── Material
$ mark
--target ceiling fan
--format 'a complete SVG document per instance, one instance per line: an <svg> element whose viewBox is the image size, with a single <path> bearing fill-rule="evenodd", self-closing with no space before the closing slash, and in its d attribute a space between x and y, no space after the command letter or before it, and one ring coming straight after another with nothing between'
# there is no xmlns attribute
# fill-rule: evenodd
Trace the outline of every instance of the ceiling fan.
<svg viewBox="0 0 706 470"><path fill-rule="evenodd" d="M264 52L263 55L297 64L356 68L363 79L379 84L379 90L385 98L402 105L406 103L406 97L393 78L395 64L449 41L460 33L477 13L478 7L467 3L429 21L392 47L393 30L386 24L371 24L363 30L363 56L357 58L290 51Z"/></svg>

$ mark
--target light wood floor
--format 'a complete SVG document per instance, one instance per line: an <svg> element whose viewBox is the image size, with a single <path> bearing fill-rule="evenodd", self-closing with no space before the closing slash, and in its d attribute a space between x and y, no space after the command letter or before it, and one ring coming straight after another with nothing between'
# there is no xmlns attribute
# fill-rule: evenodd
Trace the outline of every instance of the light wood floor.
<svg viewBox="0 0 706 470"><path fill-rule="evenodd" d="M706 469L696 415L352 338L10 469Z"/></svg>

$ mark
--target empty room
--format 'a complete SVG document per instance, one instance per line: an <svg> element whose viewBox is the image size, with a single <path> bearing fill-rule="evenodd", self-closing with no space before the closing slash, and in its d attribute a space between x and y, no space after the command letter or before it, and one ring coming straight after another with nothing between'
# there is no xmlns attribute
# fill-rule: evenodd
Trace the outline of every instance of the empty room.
────
Repite todas las filas anteriores sin cambiar nada.

◆ Ejercicio resuelto:
$ mark
--target ceiling fan
--format 'a complete SVG document per instance, one instance per line: an <svg> element whose viewBox is the image size, with a single <path> bearing fill-rule="evenodd", self-closing with no space before the closing slash, and in its d attribute a space between x and y, no space after the command letter or before it, and one ring coming straight after another with nothing between'
# there is no xmlns attribute
# fill-rule: evenodd
Trace the outline of every instance of the ceiling fan.
<svg viewBox="0 0 706 470"><path fill-rule="evenodd" d="M264 52L263 55L297 64L356 68L363 79L379 84L379 90L385 98L402 105L406 103L406 97L393 78L395 64L449 41L460 33L477 13L478 7L467 3L429 21L392 47L393 30L386 24L371 24L363 30L363 56L357 58L290 51Z"/></svg>

$ mark
--target light wood floor
--format 'a complete SVG document per instance, one instance per line: an <svg> element whose viewBox is the image size, with a single <path> bearing fill-rule="evenodd", self-closing with no space before the closing slash, and in its d attribute a space between x and y, no space after the command letter or before it, and one ring coming straight after another with nothing between'
# there is no xmlns attribute
# fill-rule: evenodd
Trace the outline of every instance of the light wood floor.
<svg viewBox="0 0 706 470"><path fill-rule="evenodd" d="M706 469L696 415L352 338L10 469Z"/></svg>

$ mark
--target empty room
--format 'a complete SVG document per instance, one instance per line: an <svg> element whose viewBox is the image size, with a single <path> bearing fill-rule="evenodd", self-closing with no space before the closing slash, and in its d attribute a space between x and y, no space after the command letter or before it, and one ring coming straight after another with nothing between'
# there is no xmlns attribute
# fill-rule: evenodd
Trace the outline of every instance of the empty room.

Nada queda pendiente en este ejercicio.